## Цель задания
Напишите продолжение рассуждения о смерти, Алине и Владимире Кротышеве. Начните сразу после его последнего предложения.

## Данный текст
====

Короче говоря, смерти как рафинированного небытия настолько нет, что сквозь пелену Ничто она просачивается навязчивой субстанциальностью. Смерть нельзя почувствовать, тогда это была бы "иная жизнь", смерть нельзя осмыслить, потому что про неё нельзя сказать ничего конкретного, личную смерть, в конце концов, можно вывести только по аналогии с чужой, социальной, почти софистической и солипсистской смертью. Некросолипсизм и индивидуальное бессмертие вообще гордость европейства как она есть.

Вот так на трансцендентном полотне смерти разыгрывается этюд жизни в кумачовых тонах. Владимир Кротышев, его старший брат Никита, жрица чипсов Алина, глава похоронного комбината Мултановский, изврат Чернаков, язвительный знаток матерщинного фольклора Гапон и мало ли кто ещё. На самом деле не важно кто и, что самое неважное, кто ещё, ведь наблюдаем мы произвольный временной срез, в котором эти люди видят чужие "надгробия-льдинки", но лишь пока не имеют своих. И раз выбирать произвольное время, то можно выбрать и произвольные лица. У всех есть избранники, выходящие на просцениум восприятия. И как всегда двое их...

Алина, - в прошлом заядлая оккультистка, ныне обстёбывающая бывшую тусовку в уютной ЖЖшке, - берёт на себя роль жрицы не только в нарративе, помогая заинтересованным смертвляться и бродить в посмертии, но и в реальности. Связь с потусторонним, посмертным, каббалической, сатанинской, гностической и енохианской меметикой - дело жрицы, дарующей себя в качестве сосуда для старого и канала для инициации нового. Словно древняя богиня, она выделяет себе в истории столько места, сколько хватит для просвещения неофитов, не больше не меньше. Боги кратки, ведь им есть, что сказать. Фактически Алина центровой персонаж, кристалл идейного наполнения, в гранях которого отражается заявленный главный герой - Володька Кротышев, он же младший Кротышев, он же Крот, он же наши глаза, уши, нос и СНиПовская штатная единица смертвления.

Алина вводит нас в дискурс смертования, воплощаясь в уме младшего Кротышева той же висельницки-хайдеггерианской семантикой, что и в читательском уме. Однако изумительное смешение истеричности, оккультного баловства и напластовывания смыслов настигает нас как бы вскользь, параллельно событиям, почти не вписываясь в них, оставляя краткий комментарий с ехидцей. В сто раз лохматые времена Гаутама проповедовал своим ученикам, а когда на вопрос "Вы-таки имеете, что спросить у меня?" ученики ответили "Нет", он тут же перестал быть. Размыслил себя и развоплотился. В Алинином случае я бы поверил в нечто подобное.

====

## Исходные данные
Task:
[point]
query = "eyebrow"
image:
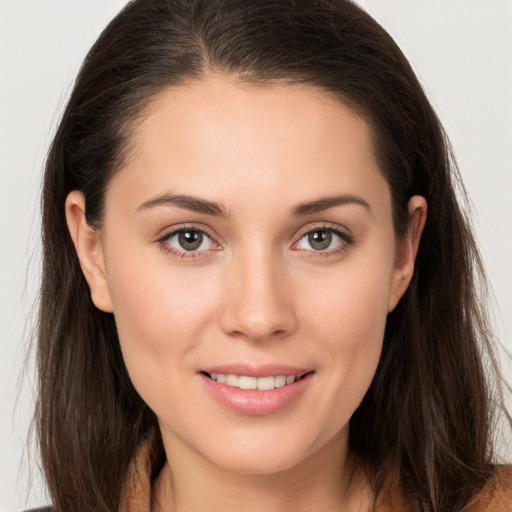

====

## Результат выполнения
И всё-таки пока человек жив, в сущности, любое толкование его жизни зыбко, как и лингвистические выкрутасы Алининой татуировки "Песок засыпал снег". Кротышев, - скажу я, игнорируя слова выше, - Марти Сью от мира некроноосферы. Везёт ему, и особенно везёт в тех случаях, когда особенно не везёт. Кинут на бабос - будет в прибытке, обманут с работёшкой - вверх по карьерной (да ещё и замогильно-метафизической) лестнице; словом, непруха - пруха. Это, правда, удачно перекликается с как бы хитринкой в заявленной избранности Кротышева, да и особенностью его личного биологического времени, которое на самом деле с трудом вписывается в танатологическую парадигму. Вообще, что есть время жизни, как не время смерти?

Насколько можно судить, причудливые перипетии бытового и экстремального, наличного и метафизического, профанного и сакрального в эпизодах в целом задают тон всему роману. В итоге мы наблюдаем как бы за двумя мирами: сакральной метафизикой танатоса и профанной обсценностью бытовухи. Решение практически бесспорно удачное, пусть местами одно внезапно и лихо перекрывает другое. До нелепого неожиданно слышать некрослэнг и прочий, как тут водится, макабр от третьего сбоку припёка к нему относящегося. Иногда всерьёз, иногда с полуулыбкой персонажи вводят нас в некродискурс, но сама метафизика, по существу, внемировая или на худой конец потусторонняя, существует почти независимо от редких мистических эпизодов, представляясь скорее в виде словесного феномена, эдакой шаровой молнией в кубическом мире без электричества.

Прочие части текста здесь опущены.